_Work required_.
Please copy every item below word for word, omitting the pictures.

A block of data
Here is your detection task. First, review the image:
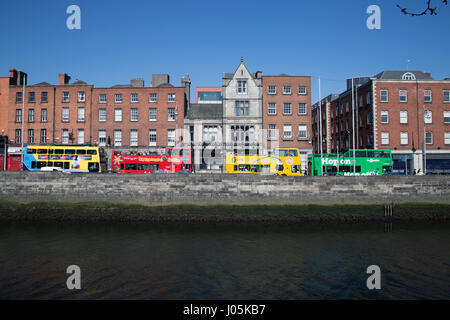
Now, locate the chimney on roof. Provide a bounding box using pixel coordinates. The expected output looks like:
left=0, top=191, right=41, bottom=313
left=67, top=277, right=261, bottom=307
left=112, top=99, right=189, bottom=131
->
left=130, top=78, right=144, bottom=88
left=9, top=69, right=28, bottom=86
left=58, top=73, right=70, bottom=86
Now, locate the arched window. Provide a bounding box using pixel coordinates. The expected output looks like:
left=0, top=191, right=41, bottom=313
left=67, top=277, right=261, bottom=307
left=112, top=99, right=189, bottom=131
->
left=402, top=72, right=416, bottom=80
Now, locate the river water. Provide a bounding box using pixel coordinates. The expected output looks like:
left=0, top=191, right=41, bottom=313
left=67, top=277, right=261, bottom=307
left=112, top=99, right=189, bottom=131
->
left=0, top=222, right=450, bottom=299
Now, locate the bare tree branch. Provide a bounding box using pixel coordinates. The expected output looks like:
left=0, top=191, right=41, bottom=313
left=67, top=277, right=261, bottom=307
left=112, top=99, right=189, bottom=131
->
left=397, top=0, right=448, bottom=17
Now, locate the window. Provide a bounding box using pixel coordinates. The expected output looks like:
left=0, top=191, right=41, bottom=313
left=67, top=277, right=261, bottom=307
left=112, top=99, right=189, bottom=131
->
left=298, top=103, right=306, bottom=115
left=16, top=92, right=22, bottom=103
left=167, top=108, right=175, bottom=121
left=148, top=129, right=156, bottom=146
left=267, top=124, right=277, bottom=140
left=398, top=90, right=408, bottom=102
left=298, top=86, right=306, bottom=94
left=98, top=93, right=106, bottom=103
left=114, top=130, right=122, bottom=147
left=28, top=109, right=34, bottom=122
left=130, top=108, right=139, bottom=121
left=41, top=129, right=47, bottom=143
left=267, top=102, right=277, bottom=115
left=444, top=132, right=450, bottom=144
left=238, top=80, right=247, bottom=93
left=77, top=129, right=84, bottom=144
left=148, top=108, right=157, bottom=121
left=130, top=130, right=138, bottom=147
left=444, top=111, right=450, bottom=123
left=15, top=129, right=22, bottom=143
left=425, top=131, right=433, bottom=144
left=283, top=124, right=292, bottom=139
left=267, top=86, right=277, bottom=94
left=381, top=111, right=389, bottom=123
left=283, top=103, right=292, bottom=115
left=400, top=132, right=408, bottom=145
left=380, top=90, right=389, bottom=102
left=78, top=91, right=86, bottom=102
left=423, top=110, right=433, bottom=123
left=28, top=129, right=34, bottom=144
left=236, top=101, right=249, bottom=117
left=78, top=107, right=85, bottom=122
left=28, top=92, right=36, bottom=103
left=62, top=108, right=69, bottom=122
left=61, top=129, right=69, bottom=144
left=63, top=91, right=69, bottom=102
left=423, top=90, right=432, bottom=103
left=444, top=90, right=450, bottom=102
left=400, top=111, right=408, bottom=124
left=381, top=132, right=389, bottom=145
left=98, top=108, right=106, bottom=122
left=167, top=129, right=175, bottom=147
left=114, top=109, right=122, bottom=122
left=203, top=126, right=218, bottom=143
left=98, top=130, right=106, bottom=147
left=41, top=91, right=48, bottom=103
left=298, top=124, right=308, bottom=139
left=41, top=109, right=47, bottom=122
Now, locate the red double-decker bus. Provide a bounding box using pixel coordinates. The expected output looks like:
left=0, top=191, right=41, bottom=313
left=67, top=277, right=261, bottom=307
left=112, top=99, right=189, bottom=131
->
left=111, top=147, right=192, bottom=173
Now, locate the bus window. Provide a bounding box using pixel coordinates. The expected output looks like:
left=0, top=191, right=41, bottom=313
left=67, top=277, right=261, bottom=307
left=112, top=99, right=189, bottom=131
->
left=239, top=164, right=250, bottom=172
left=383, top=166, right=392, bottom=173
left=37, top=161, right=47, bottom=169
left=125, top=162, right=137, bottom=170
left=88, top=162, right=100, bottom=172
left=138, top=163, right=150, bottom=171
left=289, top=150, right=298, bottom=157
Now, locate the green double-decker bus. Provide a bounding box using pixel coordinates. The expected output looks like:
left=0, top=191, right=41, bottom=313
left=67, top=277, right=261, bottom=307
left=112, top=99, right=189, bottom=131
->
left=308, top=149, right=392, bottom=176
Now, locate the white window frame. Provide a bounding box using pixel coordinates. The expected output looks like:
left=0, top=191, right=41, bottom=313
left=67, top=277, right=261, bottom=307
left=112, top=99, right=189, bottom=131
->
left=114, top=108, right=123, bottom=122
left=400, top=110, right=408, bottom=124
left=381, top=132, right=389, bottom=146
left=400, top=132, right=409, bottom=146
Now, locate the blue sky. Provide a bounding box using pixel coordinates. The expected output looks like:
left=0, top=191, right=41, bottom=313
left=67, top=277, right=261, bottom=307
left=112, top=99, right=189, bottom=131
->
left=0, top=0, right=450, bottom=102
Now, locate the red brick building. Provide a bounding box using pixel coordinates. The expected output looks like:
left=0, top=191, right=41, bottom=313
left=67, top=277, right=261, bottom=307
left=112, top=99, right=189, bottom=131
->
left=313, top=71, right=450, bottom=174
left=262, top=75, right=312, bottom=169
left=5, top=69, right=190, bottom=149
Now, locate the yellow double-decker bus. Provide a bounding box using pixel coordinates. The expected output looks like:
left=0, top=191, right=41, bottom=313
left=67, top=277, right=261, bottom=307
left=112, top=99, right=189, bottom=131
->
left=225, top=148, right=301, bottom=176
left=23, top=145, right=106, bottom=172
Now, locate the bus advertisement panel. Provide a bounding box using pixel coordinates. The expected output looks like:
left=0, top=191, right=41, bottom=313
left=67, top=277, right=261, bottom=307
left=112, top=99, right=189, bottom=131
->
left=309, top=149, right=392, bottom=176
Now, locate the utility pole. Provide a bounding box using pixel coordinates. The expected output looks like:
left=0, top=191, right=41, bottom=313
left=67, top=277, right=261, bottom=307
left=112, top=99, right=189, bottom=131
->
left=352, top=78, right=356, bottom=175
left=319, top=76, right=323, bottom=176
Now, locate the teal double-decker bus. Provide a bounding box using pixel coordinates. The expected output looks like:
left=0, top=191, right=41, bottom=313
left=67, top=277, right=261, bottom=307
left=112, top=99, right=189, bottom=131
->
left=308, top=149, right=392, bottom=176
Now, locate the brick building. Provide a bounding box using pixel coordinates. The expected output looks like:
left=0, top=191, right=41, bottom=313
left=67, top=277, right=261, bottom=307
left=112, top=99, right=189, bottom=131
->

_Task result_.
Here is your detection task. First, review the image:
Now, locate the chimney on roof. Provide a bounding box using pixel coordinates. The expected output looks like:
left=0, top=191, right=41, bottom=313
left=67, top=277, right=261, bottom=307
left=112, top=99, right=189, bottom=131
->
left=130, top=78, right=144, bottom=88
left=9, top=69, right=28, bottom=86
left=58, top=73, right=70, bottom=86
Now, locate the arched window. Provide a bounding box using pixel coordinates. The expected output looks like:
left=0, top=191, right=41, bottom=313
left=67, top=277, right=261, bottom=307
left=112, top=99, right=189, bottom=131
->
left=402, top=72, right=416, bottom=80
Now, locate the river water. Provide a bounding box using pixel coordinates. The expected output looks like:
left=0, top=191, right=41, bottom=313
left=67, top=277, right=261, bottom=307
left=112, top=99, right=189, bottom=131
->
left=0, top=222, right=450, bottom=299
Now, locate the bare tree branch. Provide a bounding box using pixel coordinates. The expected output looks like:
left=0, top=191, right=41, bottom=313
left=67, top=277, right=261, bottom=307
left=112, top=99, right=189, bottom=131
->
left=397, top=0, right=448, bottom=17
Now, locate the window. Provide a bounding box using pixel coordinates. The expected output looks like:
left=0, top=191, right=41, bottom=313
left=67, top=277, right=261, bottom=307
left=112, top=99, right=189, bottom=131
->
left=298, top=103, right=306, bottom=115
left=16, top=92, right=22, bottom=103
left=167, top=108, right=175, bottom=121
left=148, top=129, right=156, bottom=146
left=267, top=124, right=277, bottom=140
left=398, top=90, right=408, bottom=102
left=298, top=86, right=306, bottom=94
left=98, top=93, right=106, bottom=103
left=114, top=130, right=122, bottom=147
left=28, top=109, right=34, bottom=122
left=130, top=108, right=139, bottom=121
left=41, top=129, right=47, bottom=143
left=267, top=102, right=277, bottom=115
left=444, top=132, right=450, bottom=144
left=238, top=80, right=247, bottom=93
left=77, top=129, right=84, bottom=144
left=148, top=108, right=157, bottom=121
left=130, top=130, right=138, bottom=147
left=444, top=111, right=450, bottom=123
left=15, top=129, right=22, bottom=143
left=425, top=131, right=433, bottom=144
left=283, top=124, right=292, bottom=139
left=267, top=86, right=277, bottom=94
left=381, top=111, right=389, bottom=123
left=283, top=103, right=292, bottom=115
left=400, top=132, right=408, bottom=145
left=380, top=90, right=389, bottom=102
left=78, top=91, right=86, bottom=102
left=423, top=110, right=433, bottom=123
left=28, top=129, right=34, bottom=144
left=236, top=101, right=249, bottom=117
left=78, top=107, right=85, bottom=122
left=28, top=92, right=36, bottom=103
left=62, top=108, right=69, bottom=122
left=61, top=129, right=69, bottom=144
left=63, top=91, right=69, bottom=102
left=423, top=90, right=432, bottom=103
left=444, top=90, right=450, bottom=102
left=400, top=111, right=408, bottom=124
left=381, top=132, right=389, bottom=145
left=98, top=108, right=106, bottom=122
left=167, top=129, right=175, bottom=147
left=114, top=109, right=122, bottom=122
left=203, top=126, right=218, bottom=143
left=98, top=130, right=106, bottom=147
left=41, top=91, right=48, bottom=103
left=298, top=124, right=308, bottom=139
left=41, top=109, right=47, bottom=122
Now, locate the red double-decker bus. Provide a bounding box using pixel coordinates. The expected output looks like:
left=0, top=191, right=41, bottom=313
left=67, top=277, right=261, bottom=307
left=112, top=99, right=189, bottom=131
->
left=111, top=147, right=192, bottom=173
Now, locate the bus window. Provide a bounding box using pixel coordinates. The expected output looks like:
left=0, top=191, right=41, bottom=313
left=67, top=277, right=261, bottom=307
left=112, top=99, right=189, bottom=131
->
left=239, top=164, right=250, bottom=172
left=383, top=166, right=392, bottom=173
left=37, top=161, right=47, bottom=169
left=125, top=162, right=137, bottom=170
left=88, top=162, right=100, bottom=172
left=138, top=163, right=150, bottom=171
left=289, top=150, right=298, bottom=157
Now, locate the green double-decker bus. Provide a bounding box using pixel coordinates. The expected output looks like:
left=0, top=191, right=41, bottom=313
left=67, top=277, right=261, bottom=307
left=112, top=99, right=189, bottom=131
->
left=308, top=149, right=392, bottom=176
Now, locate the white window frame. Provide a bounding box using pixel coordinates. The expected output looks like:
left=0, top=191, right=41, bottom=313
left=67, top=277, right=261, bottom=307
left=112, top=99, right=189, bottom=131
->
left=114, top=108, right=123, bottom=122
left=400, top=110, right=408, bottom=124
left=381, top=132, right=389, bottom=146
left=400, top=132, right=409, bottom=146
Now, locate the blue sky. Provide a bounding box using pixel coordinates. The expected output looks like:
left=0, top=191, right=41, bottom=313
left=67, top=277, right=261, bottom=307
left=112, top=99, right=189, bottom=131
->
left=0, top=0, right=450, bottom=102
Now, locate the red brick building. Provide a bounding box using pixel coordinates. The expected output looks like:
left=0, top=191, right=41, bottom=313
left=67, top=277, right=261, bottom=307
left=112, top=99, right=189, bottom=131
->
left=313, top=71, right=450, bottom=174
left=262, top=75, right=312, bottom=169
left=5, top=69, right=190, bottom=149
Now, locate the yellow double-decker bus. Provide a bounding box using pixel coordinates. The expected output looks like:
left=0, top=191, right=41, bottom=313
left=67, top=277, right=261, bottom=307
left=112, top=99, right=189, bottom=131
->
left=225, top=148, right=301, bottom=176
left=23, top=145, right=106, bottom=172
Now, locate the bus advertisement panel. Provide a bounding box using pixel coordinates. The expected output looks like:
left=0, top=191, right=41, bottom=313
left=67, top=277, right=261, bottom=307
left=112, top=99, right=189, bottom=131
->
left=309, top=149, right=392, bottom=176
Now, locate the utility pole. Provide a bounding box using pixel coordinates. The expected output looks like:
left=0, top=191, right=41, bottom=313
left=67, top=277, right=261, bottom=307
left=112, top=99, right=189, bottom=131
->
left=352, top=78, right=356, bottom=175
left=319, top=76, right=323, bottom=176
Now, locate the teal double-decker bus. Provide a bounding box using pixel coordinates. The expected output looks like:
left=0, top=191, right=41, bottom=313
left=67, top=277, right=261, bottom=307
left=112, top=99, right=189, bottom=131
->
left=308, top=149, right=392, bottom=176
Now, locate the brick building. Provide a bounding box using pixel coordinates. The expected output looks like:
left=0, top=191, right=41, bottom=313
left=67, top=277, right=261, bottom=307
left=112, top=99, right=189, bottom=131
->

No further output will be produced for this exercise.